- _Exercises to complete_
1. In the Epirus passage, which part of the Greek mainland does the region occupy?
2. Write what comes next in the Epirus passage, starting after its final sentence.

- _Page text_
<<<<

Εpirus, also known as the “land of many stone bridges”, is made up of the prefectures of Arta, Thesprotia, Ioannina (where Zagoro-choria are) and Preveza and occupies the northwestern part of the Greek mainland. A vast open-air folklore museum replete with magnificent stone bridges, traditional settlements, works created throughout the ages by the hands of man which blend harmoniously with those created by nature itself: majestic landscapes, craggy mountains and gorges, the meeting place of three important rivers, breathtaking coastlines looking out onto the horizon. The diversity in its climate, in combination with the significant differences in altitude from area to area and the soil’s variability, all come together to create the perfect conditions for the development of a rich, indeed often rare, local flora and fauna. This gives the visitor the opportunity to see uncommon native plants such as the buttonball, the crocus and the beautiful red lily, as well as to admire unique animal species including the brown bear, otter, wolf, wild goat, deer and wild cat. Also tourists can visit the legendary valley of Valia Kalda, Arkoudorema, Lyngos, Mavrovouni and the historical Tzoumerka.

>>>>

Labeled contour lines:
<<<<

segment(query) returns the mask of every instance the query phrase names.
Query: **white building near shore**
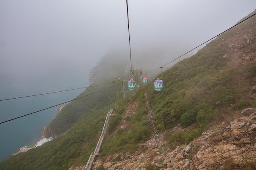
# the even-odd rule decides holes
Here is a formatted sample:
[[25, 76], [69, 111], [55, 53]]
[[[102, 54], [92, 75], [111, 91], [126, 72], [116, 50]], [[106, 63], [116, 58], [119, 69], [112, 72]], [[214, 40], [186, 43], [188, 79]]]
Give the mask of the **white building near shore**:
[[45, 142], [47, 142], [48, 141], [50, 141], [52, 140], [53, 138], [52, 137], [49, 138], [49, 139], [45, 138], [44, 137], [41, 139], [40, 141], [37, 142], [37, 144], [35, 146], [35, 148], [36, 148], [38, 146], [40, 146], [43, 145]]

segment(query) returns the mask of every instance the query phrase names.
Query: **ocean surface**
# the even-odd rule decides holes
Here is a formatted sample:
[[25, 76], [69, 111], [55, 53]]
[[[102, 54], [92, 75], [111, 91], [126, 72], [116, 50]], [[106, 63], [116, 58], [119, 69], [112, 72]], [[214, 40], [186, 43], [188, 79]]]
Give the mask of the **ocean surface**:
[[[89, 70], [44, 76], [0, 77], [0, 100], [89, 86]], [[85, 88], [0, 101], [0, 122], [72, 100]], [[0, 162], [40, 139], [41, 132], [65, 104], [0, 124]]]

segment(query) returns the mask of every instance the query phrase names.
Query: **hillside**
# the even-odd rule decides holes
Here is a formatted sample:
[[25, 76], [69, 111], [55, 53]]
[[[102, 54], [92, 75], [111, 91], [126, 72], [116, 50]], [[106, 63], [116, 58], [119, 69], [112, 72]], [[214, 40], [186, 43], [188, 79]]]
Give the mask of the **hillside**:
[[[84, 168], [115, 107], [113, 79], [129, 76], [123, 52], [108, 51], [92, 69], [90, 87], [45, 129], [54, 140], [0, 163], [0, 170]], [[256, 53], [254, 15], [163, 73], [162, 91], [153, 81], [125, 98], [120, 91], [93, 169], [255, 169]]]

>>>>

- _Written responses_
1. The northwestern part.

2.
Thrace – East Macedonia

Located on the northeastern edge of Greece, the region encompasses three prefectures on Thrace and two on Eastern Macedonia. Bestowed with the most hydro-biotopes in Greece protected by the European Union, offers sanctuary to rare and protected bird species. The region’s southern Aegean coastline is dotted with vast sweeps of crystal-clear sandy beaches, as well as with rare rocky coves. The area’s rich flora and fauna includes the majority of the plant and animal species on Greek soil. Vistonida Lake, the Delta of Evros and Nestos Rivers, the Dadia Forest, the Mitrikos Lake, are all areas where one can meet species tending to extinct worldwide.

Crete

Lying at the point where the continents of Europe, Asia and Africa meet, Crete is the fifth largest island in the Mediterranean. Crete is home to a rich variety of flora that contains over a hundred species of wild flowers and herbs, unique to the island. Equally as varied as the flora, the Cretan fauna includes the unique Cretan wild goat, the “agrimi” or “kri-kri”, found on the Lefka Mountains, as well as a wide variety of mammals, lizards, snakes and an extensive bird-life. The City of Heraklion, Crete, promotes green tourism and implements green tactics in the tourism sector under the European program “The Intelligent Energy Europe” aiming to increase energy efficient tourism movements on the island.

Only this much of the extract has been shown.